Records provided Start Marker

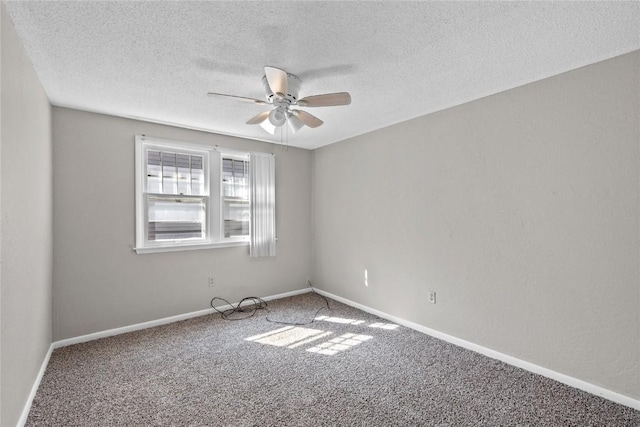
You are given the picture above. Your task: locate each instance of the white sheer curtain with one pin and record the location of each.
(262, 187)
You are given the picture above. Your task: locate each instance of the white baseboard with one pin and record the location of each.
(163, 321)
(27, 407)
(536, 369)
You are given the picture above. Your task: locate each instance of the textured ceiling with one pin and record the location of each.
(157, 60)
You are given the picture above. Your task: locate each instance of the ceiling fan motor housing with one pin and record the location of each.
(293, 83)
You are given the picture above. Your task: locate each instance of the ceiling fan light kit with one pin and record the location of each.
(281, 90)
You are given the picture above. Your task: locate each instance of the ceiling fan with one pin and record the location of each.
(282, 93)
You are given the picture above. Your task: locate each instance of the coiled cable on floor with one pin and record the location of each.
(260, 304)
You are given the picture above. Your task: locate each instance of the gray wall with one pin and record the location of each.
(100, 283)
(520, 210)
(25, 233)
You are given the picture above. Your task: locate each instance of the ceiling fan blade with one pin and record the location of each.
(259, 118)
(277, 80)
(238, 98)
(306, 118)
(326, 100)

Records provided End Marker

### Task objective
At the line with "of the gray", begin reproducing the material above exactly, and continue through its last line.

### Output of the exercise
You are given the picture above. Your task: locate each instance of the gray wall with one pin and record the location of each.
(100, 283)
(520, 210)
(25, 233)
You are given the picture above. Your task: locate each instance of the ceiling fan blade with one pin and record the location of each.
(259, 118)
(277, 80)
(238, 98)
(306, 118)
(326, 100)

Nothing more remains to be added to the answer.